> _REQUIRED TASK_
Can you render the material below as a Markdown table with two columns, Row and Line, giving each line its row number and leaving out blank lines?
··· RECORDS TO PROCESS ···
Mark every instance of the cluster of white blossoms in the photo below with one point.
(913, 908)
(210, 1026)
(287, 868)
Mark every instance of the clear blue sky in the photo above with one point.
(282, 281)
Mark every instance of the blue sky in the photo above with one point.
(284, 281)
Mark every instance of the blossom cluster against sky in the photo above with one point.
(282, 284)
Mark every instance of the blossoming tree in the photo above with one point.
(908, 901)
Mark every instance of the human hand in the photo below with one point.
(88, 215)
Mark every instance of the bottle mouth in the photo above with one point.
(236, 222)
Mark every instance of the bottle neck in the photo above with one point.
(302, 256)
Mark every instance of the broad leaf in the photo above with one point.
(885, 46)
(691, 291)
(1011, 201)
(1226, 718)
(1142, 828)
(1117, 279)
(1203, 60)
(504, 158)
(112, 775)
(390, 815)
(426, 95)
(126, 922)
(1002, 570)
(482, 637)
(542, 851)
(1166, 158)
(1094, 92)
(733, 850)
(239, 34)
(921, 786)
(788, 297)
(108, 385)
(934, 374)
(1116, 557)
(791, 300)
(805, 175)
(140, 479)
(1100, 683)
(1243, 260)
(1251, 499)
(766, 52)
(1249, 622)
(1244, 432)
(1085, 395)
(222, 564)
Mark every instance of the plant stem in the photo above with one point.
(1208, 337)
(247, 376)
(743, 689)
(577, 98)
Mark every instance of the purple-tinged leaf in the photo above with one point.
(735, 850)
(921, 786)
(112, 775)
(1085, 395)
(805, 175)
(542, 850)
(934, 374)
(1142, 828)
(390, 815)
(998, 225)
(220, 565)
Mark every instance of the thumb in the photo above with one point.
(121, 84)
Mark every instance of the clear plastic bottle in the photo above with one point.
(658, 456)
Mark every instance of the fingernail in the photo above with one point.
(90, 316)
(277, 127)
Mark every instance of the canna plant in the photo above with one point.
···
> _WRITTEN RESPONSE_
| Row | Line |
|---|---|
| 1 | Mark every instance of the cluster of white blossoms in the photo below with one point. |
| 2 | (913, 908) |
| 3 | (210, 1026) |
| 4 | (287, 868) |
| 5 | Mark every instance of the clear blue sky in the photo above with one point. |
| 6 | (282, 281) |
| 7 | Mark every instance of the blue sky in the photo above with one point. |
| 8 | (284, 281) |
| 9 | Mark every instance of the blossom cluster against sky in the photo above with one point. |
| 10 | (282, 284) |
| 11 | Mark every instance of the blossoming tree in the photo above with one point. |
| 12 | (908, 901) |
| 13 | Mark every instance of the human hand in the photo below with one point. |
| 14 | (88, 215) |
| 15 | Mark every instance of the bottle mouth in the photo above with one point. |
| 16 | (236, 222) |
| 17 | Mark every instance of the bottle neck in the photo above with one point. |
| 18 | (302, 256) |
| 19 | Mark every instance of the broad leaf in the photo above with one point. |
| 20 | (885, 46) |
| 21 | (691, 291) |
| 22 | (1011, 201) |
| 23 | (1226, 718) |
| 24 | (1142, 828) |
| 25 | (1117, 279) |
| 26 | (1203, 60) |
| 27 | (504, 158) |
| 28 | (112, 775) |
| 29 | (390, 815) |
| 30 | (426, 95) |
| 31 | (126, 922) |
| 32 | (1002, 570) |
| 33 | (482, 637) |
| 34 | (542, 851) |
| 35 | (1166, 158) |
| 36 | (1094, 92) |
| 37 | (733, 850) |
| 38 | (239, 34) |
| 39 | (921, 786) |
| 40 | (788, 297) |
| 41 | (108, 385) |
| 42 | (934, 374) |
| 43 | (1116, 557) |
| 44 | (791, 300) |
| 45 | (805, 175) |
| 46 | (140, 479) |
| 47 | (1100, 683) |
| 48 | (1243, 260) |
| 49 | (1251, 499) |
| 50 | (766, 52) |
| 51 | (1249, 622) |
| 52 | (1244, 432) |
| 53 | (1085, 395) |
| 54 | (222, 564) |
| 55 | Mark every instance of the plant stem in the photo above with one point. |
| 56 | (1208, 337) |
| 57 | (247, 376) |
| 58 | (743, 689) |
| 59 | (577, 98) |
| 60 | Mark every instance of the purple-tinged leaf in the photo above with one point. |
| 61 | (735, 850) |
| 62 | (921, 786) |
| 63 | (112, 775) |
| 64 | (1085, 395) |
| 65 | (805, 175) |
| 66 | (542, 850) |
| 67 | (934, 374) |
| 68 | (1142, 828) |
| 69 | (390, 815) |
| 70 | (998, 225) |
| 71 | (220, 565) |
| 72 | Mark every instance of the thumb in the photo above with one point. |
| 73 | (121, 84) |
| 74 | Mark every instance of the clear plastic bottle in the photo above with one point. |
| 75 | (658, 456) |
| 76 | Mark every instance of the fingernail in the photo above with one point. |
| 77 | (90, 316) |
| 78 | (277, 127) |
| 79 | Mark every instance of the canna plant in the photo above with one point. |